(DOCUMENT EXCERPT)
— begin —

Taking random subsets of the data, training a model on each, and averaging their predictions is not a new idea. This is what random forest does, it is a very popular approach in machine learning in general. This however is usually about averaging the predictions of the models rather than the parameters.

You can also average the parameters, but this would not work in all the cases. It doesn't sound like a great idea for neural networks. Take as an example a convolutional neural network for visual images, because they are great for illustrating things. Early layers of such network (as for other networks) work as feature detectors. In the example below from Krizhevsky et al, each neuron (kernel) in the layer detects a different edge or texture.

Many gray boxes with textures and blurry shapes. Each box is the weight of a CNN kernel. Each is a feature detector for a different feature (diagonal edge, two edges, horizontal edge, checkers pattern, etc).

— end —

(SUPPLIED RECORDS)
— begin —

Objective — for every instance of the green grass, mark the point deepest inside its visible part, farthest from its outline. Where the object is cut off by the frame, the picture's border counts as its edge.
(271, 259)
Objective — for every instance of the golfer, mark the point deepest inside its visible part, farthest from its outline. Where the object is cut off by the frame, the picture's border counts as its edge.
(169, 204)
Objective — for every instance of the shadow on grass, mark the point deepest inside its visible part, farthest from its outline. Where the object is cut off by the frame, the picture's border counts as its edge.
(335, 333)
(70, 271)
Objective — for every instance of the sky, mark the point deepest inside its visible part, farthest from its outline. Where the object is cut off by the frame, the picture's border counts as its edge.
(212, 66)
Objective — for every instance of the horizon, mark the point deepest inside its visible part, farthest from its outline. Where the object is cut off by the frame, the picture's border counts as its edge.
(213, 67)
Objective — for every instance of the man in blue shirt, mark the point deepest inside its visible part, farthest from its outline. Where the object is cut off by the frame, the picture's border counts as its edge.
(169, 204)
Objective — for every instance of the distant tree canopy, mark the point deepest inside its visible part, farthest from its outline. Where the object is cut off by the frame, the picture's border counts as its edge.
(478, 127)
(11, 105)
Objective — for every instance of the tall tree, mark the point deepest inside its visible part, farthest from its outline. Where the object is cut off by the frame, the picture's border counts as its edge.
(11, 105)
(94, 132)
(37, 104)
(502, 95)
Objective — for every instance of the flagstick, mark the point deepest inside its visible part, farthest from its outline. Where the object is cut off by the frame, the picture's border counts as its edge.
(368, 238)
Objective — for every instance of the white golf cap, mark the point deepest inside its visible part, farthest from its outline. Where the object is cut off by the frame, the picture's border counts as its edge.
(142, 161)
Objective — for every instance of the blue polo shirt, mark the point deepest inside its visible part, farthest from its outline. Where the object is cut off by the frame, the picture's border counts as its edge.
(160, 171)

— end —

(DIRECTIVES)
A – List every feature that the passage on averaging model parameters gives as an example of what a CNN kernel detects.
B – Go on with the passage on averaging model parameters, starting after its last sentence.
The material has nothing to do with this exercise.

(EXERCISE RESPONSES)
A –
- diagonal edge
- two edges
- horizontal edge
- checkers pattern

B –
Say that you trained this network multiple times, on different random subsets of the data. Let's say that all the networks have learned exactly the same features (unlikely to happen, they would rather be similar but not the same), but by chance, they are just randomly shuffled for each model (due to data shuffling, weights initialization). If you averaged those kernels, all the boxes on the image below would be uniformly gray, they wouldn't do anything. This is because neurons of the neural networks are redundant.

Averaging the parameters could work if you averaged the parameters that have the same function in the model. For example, if you have a linear regression model

$$ y = \beta_0 + \beta_1 X_1 + \beta_2 X_2 + \varepsilon $$

you could average $\beta_0,\beta_1,\beta_2$ parameters from different models using the same $X_1,X_2$ features.